Vorliegender Text:
──────────

Gleich am ersten Schauplatz trifft Bernard auf einen Bettler, der ihm eine Aufgabe stellt. Es wird nicht die letzte gewesen sein, denn die Treffen mit dem mysteriösen Mann wiederholen sich. Neben diesen Begegnungen müssen wir uns allerdings fast ganz allein durchschlagen. Die einsame nordspanische Fotowelt wurde im Stil der Carol-Reed-Adventures in sanften Farben nachbearbeitet. Hernandéz hat mehr als 250 Szenen erstellt, die sowohl aus Pilgersicht als auch für touristische Augen interessant sind. Es erinnert ein wenig an eine Klassenfahrt, bei der man keine Kirche auslassen darf.
Rätsel
Die Rätsel sind verbunden mit ebendiesen Kirchen, Bauwerken und touristisch interessanten Orten, zu denen es jeweils umfangreiches, bebildertes, geschichtliches Material als Zugabe und Rätselunterstützung gibt. Die farbigen Prospekte sind in englischer Sprache über eine Broschürenmappe im Inventar zugänglich, das man über das Rucksackicon in der rechten oberen Bildschirmecke erreicht. Ein Teil der Rätsel beschäftigt sich mit dem Suchen, Finden, Kombinieren und Anwenden von Objekten. Darüber hinaus hat sich der Autor eine ganze Reihe von schaffbaren Dekodieraufgaben ausgedacht. Es kommen aber auch viele andere bekannte Rätseltypen vor, wie Schiebeerätsel, Tangram, Umfüllrätsel oder Türme von Hanoi; auch scheint mir, daß die bekannte Klangfolge aus Unheimliche Begegnung der Dritten Art mittlerweile zum traditionellen Beiwerk eines Adventurespiels gehören muß. Das Soundrätsel ist mit zuschaltbarer visueller Hilfe auch für Hörbehinderte spielbar. Der Schwierigkeitsgrad der Rätsel steigt über die elf Kapitel hin an, bewegt sich aber generell im leichten bis maximal mittleren Bereich.

──────────

Bereitgestellte Daten:
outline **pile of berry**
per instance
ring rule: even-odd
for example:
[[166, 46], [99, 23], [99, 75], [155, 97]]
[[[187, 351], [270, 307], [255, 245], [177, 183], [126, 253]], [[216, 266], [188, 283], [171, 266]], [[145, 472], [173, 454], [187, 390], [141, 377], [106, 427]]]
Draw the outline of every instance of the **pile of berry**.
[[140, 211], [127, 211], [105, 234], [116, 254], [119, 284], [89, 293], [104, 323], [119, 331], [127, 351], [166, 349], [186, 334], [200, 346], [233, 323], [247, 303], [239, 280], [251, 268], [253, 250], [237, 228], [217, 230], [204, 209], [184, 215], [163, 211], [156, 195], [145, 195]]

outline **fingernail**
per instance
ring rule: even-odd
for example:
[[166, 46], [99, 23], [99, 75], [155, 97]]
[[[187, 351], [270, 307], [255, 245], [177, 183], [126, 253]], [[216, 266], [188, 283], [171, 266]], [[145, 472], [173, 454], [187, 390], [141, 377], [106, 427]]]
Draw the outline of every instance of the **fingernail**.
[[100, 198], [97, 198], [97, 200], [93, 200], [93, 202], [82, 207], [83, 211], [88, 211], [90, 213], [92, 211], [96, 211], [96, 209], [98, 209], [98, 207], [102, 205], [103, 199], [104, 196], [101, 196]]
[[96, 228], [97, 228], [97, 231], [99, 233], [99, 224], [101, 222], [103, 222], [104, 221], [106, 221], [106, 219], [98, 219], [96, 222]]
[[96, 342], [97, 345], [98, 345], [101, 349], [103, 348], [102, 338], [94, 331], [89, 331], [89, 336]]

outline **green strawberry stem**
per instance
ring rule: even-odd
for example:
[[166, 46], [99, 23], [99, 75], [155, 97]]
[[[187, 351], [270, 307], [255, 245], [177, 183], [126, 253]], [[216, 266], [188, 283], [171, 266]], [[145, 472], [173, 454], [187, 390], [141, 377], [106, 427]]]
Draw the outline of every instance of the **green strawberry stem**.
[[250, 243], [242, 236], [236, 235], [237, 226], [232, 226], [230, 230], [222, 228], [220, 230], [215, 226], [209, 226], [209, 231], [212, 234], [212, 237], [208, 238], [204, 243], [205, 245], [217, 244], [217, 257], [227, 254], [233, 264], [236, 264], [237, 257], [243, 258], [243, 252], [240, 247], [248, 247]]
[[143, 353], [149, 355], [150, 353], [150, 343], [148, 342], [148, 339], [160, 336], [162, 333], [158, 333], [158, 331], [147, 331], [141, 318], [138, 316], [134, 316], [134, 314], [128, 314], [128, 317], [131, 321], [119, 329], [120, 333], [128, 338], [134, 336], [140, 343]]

──────────

Aufgaben:
**1.** Nenne bitte alle Tätigkeiten mit Objekten, mit denen sich laut dem vorliegenden Text ein Teil der Rätsel beschäftigt.
**2.** Fasse den vorliegenden Text in zwei Sätzen zusammen.

Antworten in Reihenfolge:
**1.** Suchen, Finden, Kombinieren, Anwenden

**2.** In einer in sanften Farben nachbearbeiteten nordspanischen Fotowelt mit mehr als 250 Szenen trifft Bernard wiederholt auf einen mysteriösen Bettler, muss sich sonst aber fast ganz allein durchschlagen. Die Rätsel sind mit Kirchen, Bauwerken und touristisch interessanten Orten verbunden und reichen von Objekt- und Dekodieraufgaben bis zu Tangram oder Türmen von Hanoi; sie werden über elf Kapitel schwerer, bleiben aber im leichten bis mittleren Bereich.